======== MATERIAL FOR THE TASK

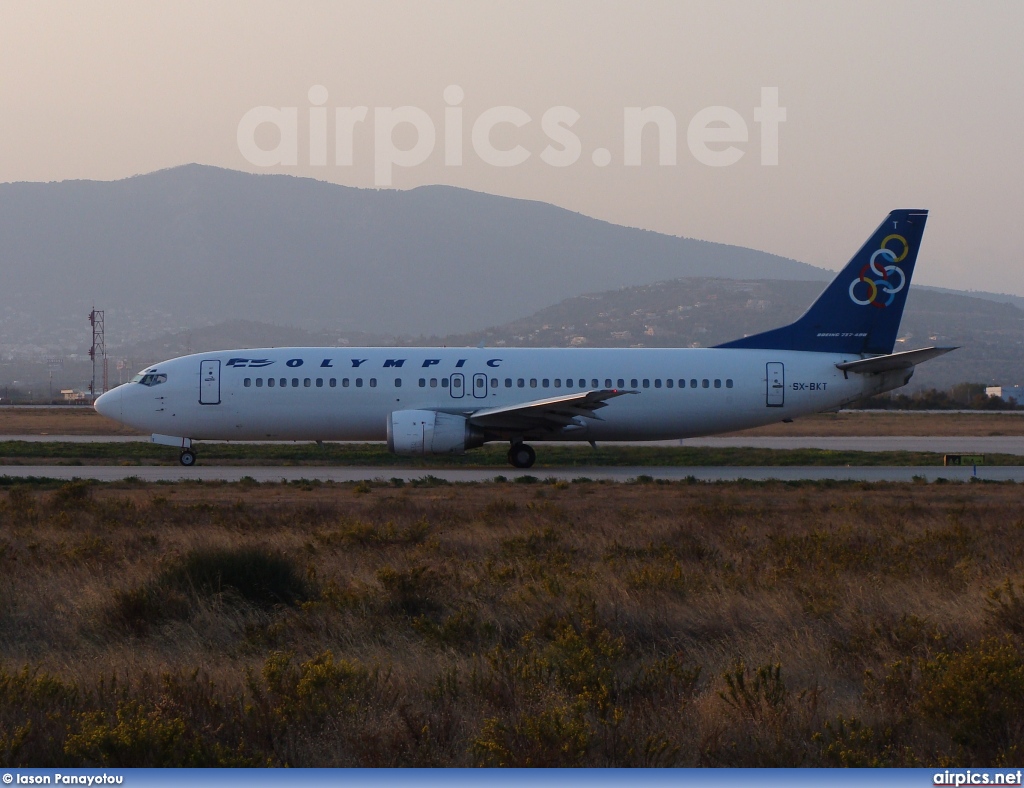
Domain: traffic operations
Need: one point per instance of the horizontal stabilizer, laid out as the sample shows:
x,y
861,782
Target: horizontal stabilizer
x,y
902,360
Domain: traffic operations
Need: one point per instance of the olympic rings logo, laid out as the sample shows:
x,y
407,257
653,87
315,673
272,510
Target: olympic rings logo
x,y
881,279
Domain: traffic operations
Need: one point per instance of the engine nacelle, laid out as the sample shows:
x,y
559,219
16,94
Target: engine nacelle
x,y
427,432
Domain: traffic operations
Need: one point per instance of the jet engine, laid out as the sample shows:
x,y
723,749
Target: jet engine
x,y
428,432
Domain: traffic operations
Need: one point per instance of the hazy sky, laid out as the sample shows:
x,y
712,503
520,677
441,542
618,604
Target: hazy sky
x,y
888,104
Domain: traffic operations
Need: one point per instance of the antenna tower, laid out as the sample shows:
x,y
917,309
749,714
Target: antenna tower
x,y
98,349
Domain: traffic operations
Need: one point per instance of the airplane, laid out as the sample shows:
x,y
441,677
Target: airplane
x,y
446,400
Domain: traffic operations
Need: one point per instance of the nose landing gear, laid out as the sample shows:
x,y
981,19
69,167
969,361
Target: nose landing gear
x,y
521,455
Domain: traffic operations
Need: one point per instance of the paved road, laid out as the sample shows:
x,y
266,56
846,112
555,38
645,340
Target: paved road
x,y
941,445
276,474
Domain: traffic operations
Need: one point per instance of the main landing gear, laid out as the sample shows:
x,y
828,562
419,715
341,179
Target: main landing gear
x,y
521,455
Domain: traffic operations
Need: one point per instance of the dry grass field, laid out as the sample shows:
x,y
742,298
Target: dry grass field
x,y
512,624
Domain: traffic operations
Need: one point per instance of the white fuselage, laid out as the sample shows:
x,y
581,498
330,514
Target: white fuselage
x,y
335,394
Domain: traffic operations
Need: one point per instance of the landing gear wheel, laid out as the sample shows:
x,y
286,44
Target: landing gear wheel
x,y
521,455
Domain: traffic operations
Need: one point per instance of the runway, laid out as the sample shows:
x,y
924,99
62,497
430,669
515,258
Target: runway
x,y
705,474
987,444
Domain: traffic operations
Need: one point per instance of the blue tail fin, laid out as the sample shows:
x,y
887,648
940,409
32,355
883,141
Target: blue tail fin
x,y
860,310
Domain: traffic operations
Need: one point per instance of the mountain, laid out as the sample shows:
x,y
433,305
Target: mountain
x,y
196,246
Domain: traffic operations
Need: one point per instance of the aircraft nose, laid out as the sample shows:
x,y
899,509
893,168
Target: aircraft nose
x,y
109,404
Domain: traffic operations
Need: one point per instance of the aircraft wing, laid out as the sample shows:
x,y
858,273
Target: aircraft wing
x,y
892,361
554,412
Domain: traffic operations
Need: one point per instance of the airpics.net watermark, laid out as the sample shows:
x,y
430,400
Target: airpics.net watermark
x,y
714,135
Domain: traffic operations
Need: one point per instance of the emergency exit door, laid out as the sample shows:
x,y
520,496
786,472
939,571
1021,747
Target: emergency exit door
x,y
775,383
209,383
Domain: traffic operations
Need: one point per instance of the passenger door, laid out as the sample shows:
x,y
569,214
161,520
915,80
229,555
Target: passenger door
x,y
775,385
479,386
209,383
458,388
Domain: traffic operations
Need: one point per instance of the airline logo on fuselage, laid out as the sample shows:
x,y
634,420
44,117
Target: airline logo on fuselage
x,y
249,363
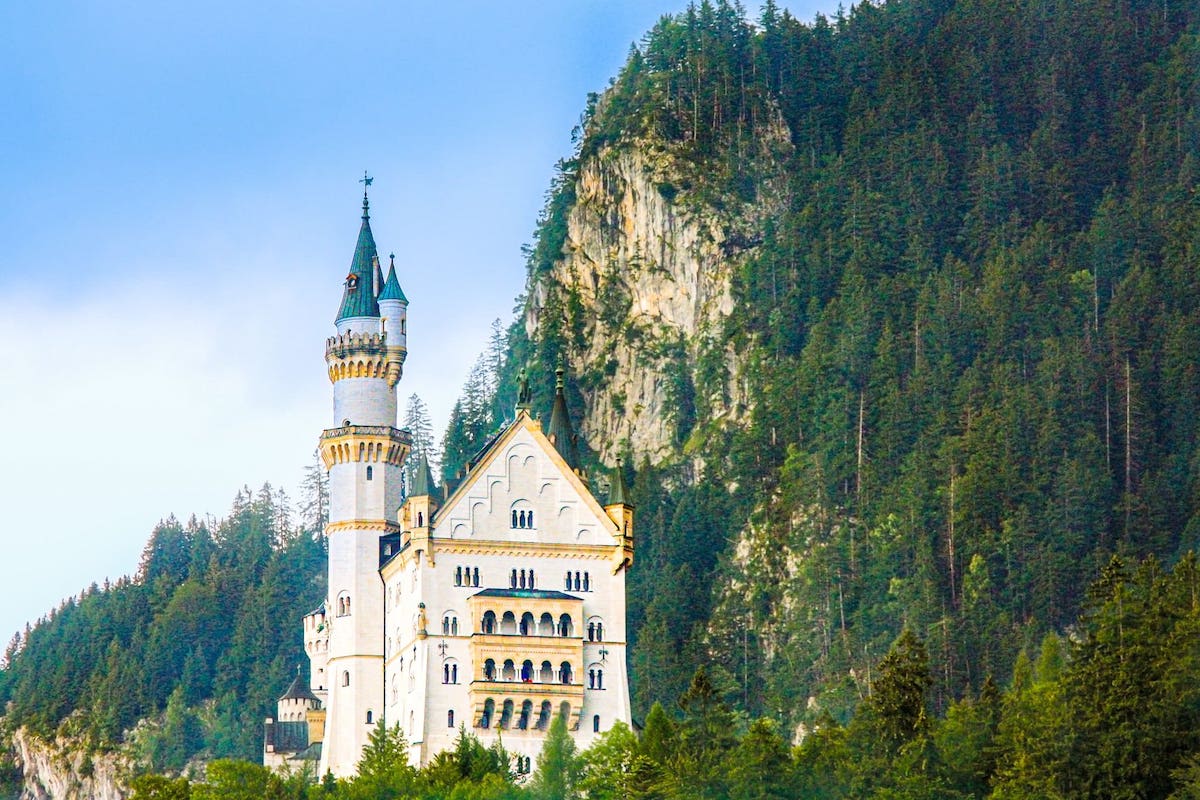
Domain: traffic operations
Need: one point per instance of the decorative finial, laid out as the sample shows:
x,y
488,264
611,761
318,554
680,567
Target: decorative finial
x,y
366,180
523,395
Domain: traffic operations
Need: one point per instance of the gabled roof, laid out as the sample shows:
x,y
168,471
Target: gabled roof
x,y
299,691
359,299
526,422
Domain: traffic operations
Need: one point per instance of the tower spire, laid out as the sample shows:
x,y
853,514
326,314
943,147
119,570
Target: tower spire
x,y
359,298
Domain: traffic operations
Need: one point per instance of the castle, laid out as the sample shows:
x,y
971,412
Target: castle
x,y
490,605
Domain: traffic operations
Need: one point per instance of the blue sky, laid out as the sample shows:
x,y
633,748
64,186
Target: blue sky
x,y
178,208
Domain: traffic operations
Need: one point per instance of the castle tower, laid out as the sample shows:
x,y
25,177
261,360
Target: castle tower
x,y
364,452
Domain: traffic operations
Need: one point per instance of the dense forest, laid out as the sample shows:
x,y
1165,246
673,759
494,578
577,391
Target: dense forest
x,y
1115,714
967,390
970,342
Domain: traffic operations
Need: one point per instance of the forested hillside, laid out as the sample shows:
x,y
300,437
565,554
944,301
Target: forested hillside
x,y
199,643
942,350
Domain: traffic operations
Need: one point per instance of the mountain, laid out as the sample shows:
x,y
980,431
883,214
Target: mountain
x,y
897,317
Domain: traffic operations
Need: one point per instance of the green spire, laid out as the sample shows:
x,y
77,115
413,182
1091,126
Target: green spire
x,y
359,298
423,481
618,493
559,431
391,289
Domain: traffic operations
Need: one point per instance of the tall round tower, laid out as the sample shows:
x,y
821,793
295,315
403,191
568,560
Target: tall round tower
x,y
364,452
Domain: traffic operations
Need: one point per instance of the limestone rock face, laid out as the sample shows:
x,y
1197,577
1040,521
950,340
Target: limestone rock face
x,y
63,770
642,289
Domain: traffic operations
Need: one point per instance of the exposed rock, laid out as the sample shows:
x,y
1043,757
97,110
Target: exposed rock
x,y
645,283
65,770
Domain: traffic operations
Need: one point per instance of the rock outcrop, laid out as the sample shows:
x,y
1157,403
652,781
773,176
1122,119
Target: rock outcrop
x,y
65,770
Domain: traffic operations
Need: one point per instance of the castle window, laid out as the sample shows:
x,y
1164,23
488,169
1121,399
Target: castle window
x,y
521,516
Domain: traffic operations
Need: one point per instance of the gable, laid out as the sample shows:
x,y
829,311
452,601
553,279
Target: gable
x,y
522,475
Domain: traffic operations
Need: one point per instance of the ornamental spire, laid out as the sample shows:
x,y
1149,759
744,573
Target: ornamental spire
x,y
359,298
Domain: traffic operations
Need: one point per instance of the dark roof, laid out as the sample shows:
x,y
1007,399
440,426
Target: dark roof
x,y
559,431
288,737
391,289
423,480
298,690
618,493
526,594
359,299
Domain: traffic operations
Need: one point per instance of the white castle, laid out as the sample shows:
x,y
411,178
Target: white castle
x,y
490,606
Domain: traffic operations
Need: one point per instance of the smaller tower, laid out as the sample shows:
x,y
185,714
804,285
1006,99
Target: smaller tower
x,y
621,511
394,319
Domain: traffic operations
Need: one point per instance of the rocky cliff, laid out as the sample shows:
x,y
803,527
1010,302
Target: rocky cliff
x,y
65,770
643,284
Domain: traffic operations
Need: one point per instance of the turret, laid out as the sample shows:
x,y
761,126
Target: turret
x,y
394,318
559,431
621,510
359,311
420,505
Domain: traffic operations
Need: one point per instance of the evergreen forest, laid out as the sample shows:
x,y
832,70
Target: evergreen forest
x,y
930,536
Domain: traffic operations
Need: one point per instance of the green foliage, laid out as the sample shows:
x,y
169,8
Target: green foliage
x,y
201,642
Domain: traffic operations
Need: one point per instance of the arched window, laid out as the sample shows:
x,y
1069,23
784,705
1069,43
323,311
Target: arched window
x,y
507,715
526,713
489,710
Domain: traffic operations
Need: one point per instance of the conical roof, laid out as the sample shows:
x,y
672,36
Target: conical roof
x,y
359,299
423,481
618,493
391,289
559,431
299,690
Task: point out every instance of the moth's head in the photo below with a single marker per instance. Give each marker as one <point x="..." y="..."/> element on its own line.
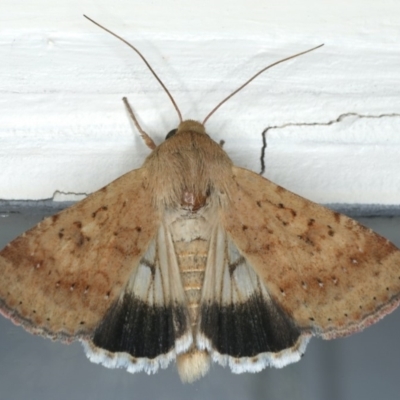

================

= TASK DESCRIPTION =
Would you provide an exact, picture-free copy of the data above?

= OUTPUT OF THE EXERCISE =
Domain: traffic operations
Need: one point per instance of the horizontal stabilizer, laid out as the sample shows:
x,y
861,782
Target: horizontal stabilizer
x,y
902,360
Domain: traffic operations
Need: one point per instance of the olympic rings logo, laid out as the sample shows:
x,y
407,257
653,87
315,673
272,510
Target: olympic rings logo
x,y
881,279
Domain: traffic operations
Need: one point per instance of the engine nacelle, laid out as the sample shows:
x,y
559,219
16,94
Target: engine nacelle
x,y
427,432
Domain: traffic operations
Need: one point per instance of the jet engine, laid out as the sample shows:
x,y
723,749
Target: jet engine
x,y
428,432
Domain: traffic operations
Need: one point per instance of the hazy sky, laid out as the sample shows:
x,y
712,503
520,677
441,542
618,604
Target: hazy sky
x,y
888,104
Domain: traffic operations
Need: one point per instance of the antenna tower, laid out as the sample shows:
x,y
917,309
749,714
Target: antenna tower
x,y
98,349
Domain: traffic operations
Need: one point per instance of the airplane, laid out as the sample shows:
x,y
441,677
Target: airplane
x,y
446,400
Domain: traffic operations
Need: one point per instance of the nose landing gear, laid out as the sample shows:
x,y
981,19
69,167
969,361
Target: nose landing gear
x,y
521,455
Domain: traffic operations
Need: one point per instance of the paved road, laid out as the sample shows:
x,y
266,56
846,112
555,38
645,340
Target: paved road
x,y
941,445
276,474
Domain: traffic operations
Need: one point per instance of the main landing gear, laid out as the sample shows:
x,y
828,562
419,715
341,179
Target: main landing gear
x,y
521,455
Domain: traffic operations
Need: one point per instance of the dry grass field, laid out as the sample shows:
x,y
742,298
Target: dry grass field
x,y
512,624
Domain: traffic operations
Need: one point per instance of the white fuselage, laid out as the sample shows:
x,y
581,498
330,514
Target: white fuselage
x,y
335,394
Domain: traffic operations
Need: one point per instance of the landing gear wheel, laid out as the sample shows:
x,y
286,44
Target: landing gear wheel
x,y
521,455
Domain: traffic operations
Need: one point per instance of the runway, laid out as the sample shows:
x,y
924,99
62,497
430,669
515,258
Target: runway
x,y
705,474
987,444
Domain: traffic operations
Need: one point per instance of the blue tail fin, laid out as the sample shows:
x,y
887,648
940,409
32,355
883,141
Target: blue tail fin
x,y
860,310
Domain: traffic operations
Need: one point per instance of the mountain, laid out as the sample shows:
x,y
433,305
Target: mountain
x,y
196,246
Domain: traffic operations
Need: one point per instance of the aircraft nose, laid out as the sample shows:
x,y
899,509
893,168
Target: aircraft nose
x,y
109,404
Domain: traffic operations
Need: one point per instance of the aircraft wing, laid out as the sample shows:
x,y
858,273
Target: aircraft wing
x,y
892,361
554,412
Domain: traffic operations
Need: one point per instance of the airpics.net watermark, laid out as the sample shows:
x,y
430,400
Target: airpics.net watermark
x,y
714,135
Domain: traffic operations
Need: one point per instance of the emergency exit door, laid out as the sample shows:
x,y
520,496
786,472
939,571
1021,747
Target: emergency exit door
x,y
775,383
209,383
Domain: traffic operations
Need: one point per instance of the passenger door, laid out as the sample shows:
x,y
569,214
161,520
915,80
229,555
Target: passenger door
x,y
775,385
479,386
209,383
458,388
Domain: traffic operations
Need: one point per instance of the airline logo on fuselage, laid out as the sample shows:
x,y
634,420
44,117
Target: airline logo on fuselage
x,y
249,363
Domain: traffic operations
Need: one point per instance of the decorative finial, laid out as the sample shows:
x,y
488,264
611,761
318,554
680,567
Target: decorative finial
x,y
366,180
523,395
Domain: traffic operations
Need: one point per instance of the gabled roof, laid out as the sample shows:
x,y
168,471
Target: gabled roof
x,y
299,691
359,299
526,422
Domain: traffic operations
Need: one point per instance of the tower spire, laid out as the sample shows:
x,y
853,514
326,314
943,147
119,570
Target: tower spire
x,y
359,298
Domain: traffic operations
Need: one point per instance of the castle, laid out as the sample shows:
x,y
971,412
Target: castle
x,y
490,605
Domain: traffic operations
Need: one point per instance of the blue sky, laid out as the sample shows:
x,y
633,748
64,186
Target: blue sky
x,y
178,208
Domain: traffic operations
Need: one point per instance of the castle tower, laid out as the sample shows:
x,y
25,177
261,360
Target: castle tower
x,y
364,452
Domain: traffic operations
Need: one point per instance of the dense forest, laid out as the sample shows:
x,y
1165,246
673,759
494,578
577,391
Target: dense forest
x,y
1115,714
967,390
970,342
Domain: traffic operations
Need: one point per instance of the forested hillside, laid out as the sample shows:
x,y
300,437
565,554
944,301
Target: forested hillside
x,y
199,643
942,350
Domain: traffic operations
Need: one point per instance of the mountain, laid out as the sample shows:
x,y
980,431
883,214
Target: mountain
x,y
897,317
Domain: traffic operations
Need: one point per instance of the green spire, laid out as the sample shows:
x,y
77,115
413,182
1091,126
Target: green spire
x,y
359,298
423,481
618,493
559,431
391,289
Domain: traffic operations
Need: one point per instance of the tall round tower, laid out as the sample shows:
x,y
821,793
295,315
403,191
568,560
Target: tall round tower
x,y
364,452
Domain: traffic operations
Need: one point per instance of the limestone rock face, laid out as the sample shows:
x,y
1197,577
1040,521
950,340
Target: limestone rock face
x,y
63,770
642,289
Domain: traffic operations
Need: one point per instance of the exposed rock, laid out as the sample shows:
x,y
1043,757
97,110
Target: exposed rock
x,y
645,283
65,770
Domain: traffic operations
Need: one point per instance of the rock outcrop, laid out as the sample shows:
x,y
1157,403
652,781
773,176
1122,119
Target: rock outcrop
x,y
65,770
Domain: traffic operations
Need: one point per instance of the castle window, laid out as the sample shows:
x,y
1164,23
488,169
1121,399
Target: castle window
x,y
521,516
Domain: traffic operations
Need: one point per instance of the gable, laid out as the sample shows:
x,y
829,311
452,601
553,279
Target: gable
x,y
522,475
Domain: traffic operations
Need: one point per instance of the ornamental spire, laid out as the sample shows:
x,y
1149,759
744,573
Target: ornamental spire
x,y
359,298
Domain: traffic operations
Need: one point per instance of the dark roof, laid out as the sample shows:
x,y
1007,399
440,426
Target: dark roof
x,y
559,431
288,737
391,289
423,480
298,690
618,493
526,594
359,299
Domain: traffic operations
Need: one point per instance of the white castle, laid out as the sample shows:
x,y
411,178
Target: white castle
x,y
490,606
Domain: traffic operations
Need: one point per instance of the smaller tower, laid out as the sample shows:
x,y
185,714
804,285
1006,99
Target: smaller tower
x,y
621,511
394,319
Domain: traffic operations
Need: one point per instance of the rocky cliff, laid out as the sample shows:
x,y
803,527
1010,302
Target: rocky cliff
x,y
65,770
643,284
Domain: traffic operations
Need: one point per instance of the turret, laid out as the sample shows:
x,y
761,126
Target: turret
x,y
394,318
559,431
621,510
359,311
420,505
Domain: traffic operations
Need: one point per instance of the evergreen forest, laid out as the sample shows:
x,y
832,70
Target: evergreen forest
x,y
930,536
Domain: traffic operations
Need: one point per instance of the green foliage, laid out as the sample shows:
x,y
169,8
Target: green foliage
x,y
201,642
Domain: traffic operations
Need: one point per instance of the arched window, laid out as the sample shows:
x,y
1069,23
784,705
1069,43
323,311
Target: arched window
x,y
507,715
526,713
489,710
Domain: traffic operations
Need: one point per instance of the conical roof, laid out as the sample shows:
x,y
672,36
Target: conical roof
x,y
359,299
423,481
618,493
391,289
559,431
299,690
Task: point out every instance of the moth's head in the photo below with a single marker per instance. Give each marker as one <point x="..." y="..."/> element on its own line.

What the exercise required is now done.